■ Data provided ■
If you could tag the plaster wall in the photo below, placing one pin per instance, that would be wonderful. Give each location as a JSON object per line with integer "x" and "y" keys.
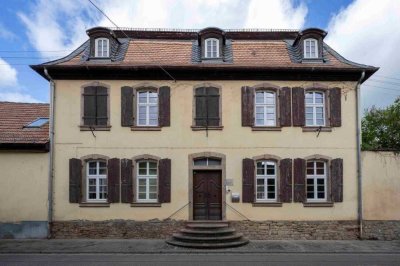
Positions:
{"x": 381, "y": 185}
{"x": 23, "y": 186}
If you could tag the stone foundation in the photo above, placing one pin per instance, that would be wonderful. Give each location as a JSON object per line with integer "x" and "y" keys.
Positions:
{"x": 115, "y": 229}
{"x": 381, "y": 230}
{"x": 254, "y": 230}
{"x": 298, "y": 230}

■ Directions for this task ■
Rewrite all the rows above with "pin" changed to "marker" and everything else unchanged. Omit the pictures.

■ Response below ■
If you could tag the plaster wall in the photo below, placing one marker per instance, that would be wonderful. Give each location as a JSON object per line with integer "x" and "y" keys.
Positions:
{"x": 381, "y": 185}
{"x": 23, "y": 186}
If you could tag the stone foundation in the photo above, placing one marker per instance, that would be wonderful. Give each location as a JSON object per line with integer "x" and "y" keys.
Positions:
{"x": 115, "y": 229}
{"x": 381, "y": 230}
{"x": 254, "y": 230}
{"x": 298, "y": 230}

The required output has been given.